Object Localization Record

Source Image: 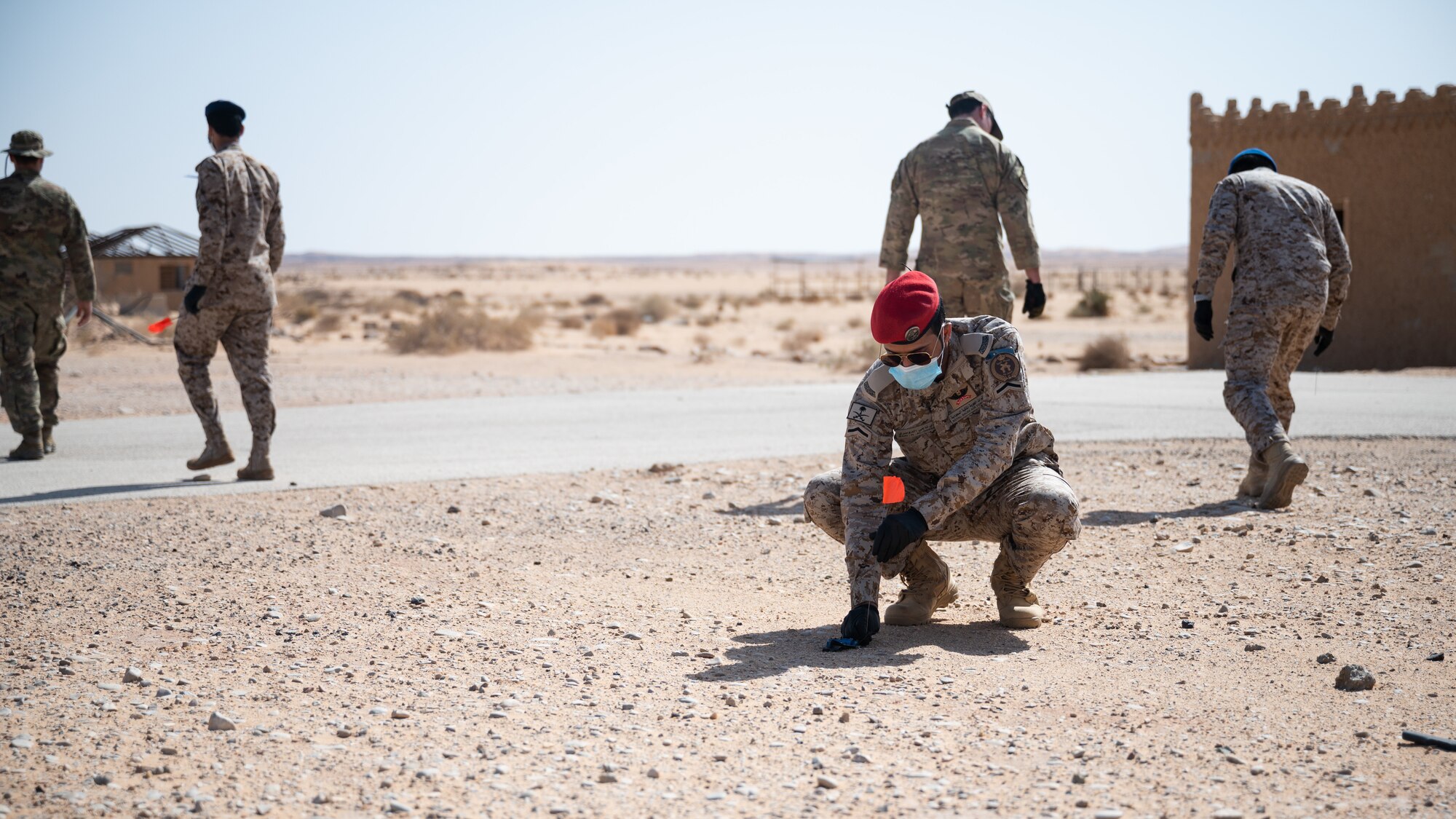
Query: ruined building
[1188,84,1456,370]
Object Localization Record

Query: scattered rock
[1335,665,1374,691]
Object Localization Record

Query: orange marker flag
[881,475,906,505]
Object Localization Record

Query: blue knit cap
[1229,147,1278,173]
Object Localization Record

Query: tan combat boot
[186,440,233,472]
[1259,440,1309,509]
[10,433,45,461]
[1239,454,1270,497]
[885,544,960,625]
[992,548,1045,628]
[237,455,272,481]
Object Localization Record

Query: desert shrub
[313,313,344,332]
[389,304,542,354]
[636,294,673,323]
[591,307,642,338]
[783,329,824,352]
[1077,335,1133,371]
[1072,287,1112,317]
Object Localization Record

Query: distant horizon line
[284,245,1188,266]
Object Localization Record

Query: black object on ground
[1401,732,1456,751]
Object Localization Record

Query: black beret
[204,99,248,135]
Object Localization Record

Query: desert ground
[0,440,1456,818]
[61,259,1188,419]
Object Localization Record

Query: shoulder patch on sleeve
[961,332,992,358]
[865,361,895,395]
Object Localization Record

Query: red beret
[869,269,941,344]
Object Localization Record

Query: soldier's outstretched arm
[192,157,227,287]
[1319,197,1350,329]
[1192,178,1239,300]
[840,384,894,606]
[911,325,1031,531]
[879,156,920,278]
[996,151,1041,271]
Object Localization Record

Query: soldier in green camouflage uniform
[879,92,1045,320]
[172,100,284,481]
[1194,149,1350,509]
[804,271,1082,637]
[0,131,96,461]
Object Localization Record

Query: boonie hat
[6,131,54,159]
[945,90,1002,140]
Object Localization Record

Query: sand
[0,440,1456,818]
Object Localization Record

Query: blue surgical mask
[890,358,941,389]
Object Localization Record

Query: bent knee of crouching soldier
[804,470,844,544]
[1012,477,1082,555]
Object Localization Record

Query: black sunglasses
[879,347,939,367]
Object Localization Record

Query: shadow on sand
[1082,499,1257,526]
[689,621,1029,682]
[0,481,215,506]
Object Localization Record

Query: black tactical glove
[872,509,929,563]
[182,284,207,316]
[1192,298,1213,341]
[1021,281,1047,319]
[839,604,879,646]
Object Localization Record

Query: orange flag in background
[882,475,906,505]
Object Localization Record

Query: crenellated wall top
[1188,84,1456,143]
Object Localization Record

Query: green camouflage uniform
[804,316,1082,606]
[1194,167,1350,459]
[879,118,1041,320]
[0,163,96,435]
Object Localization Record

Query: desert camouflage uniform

========

DESCRIPTION OF THE TASK: Pick out each line of the records that contains the word "black" and copy those lines.

THE ANSWER:
Query: black object on ground
Query: black beret
Query: black sunglasses
Query: black tactical glove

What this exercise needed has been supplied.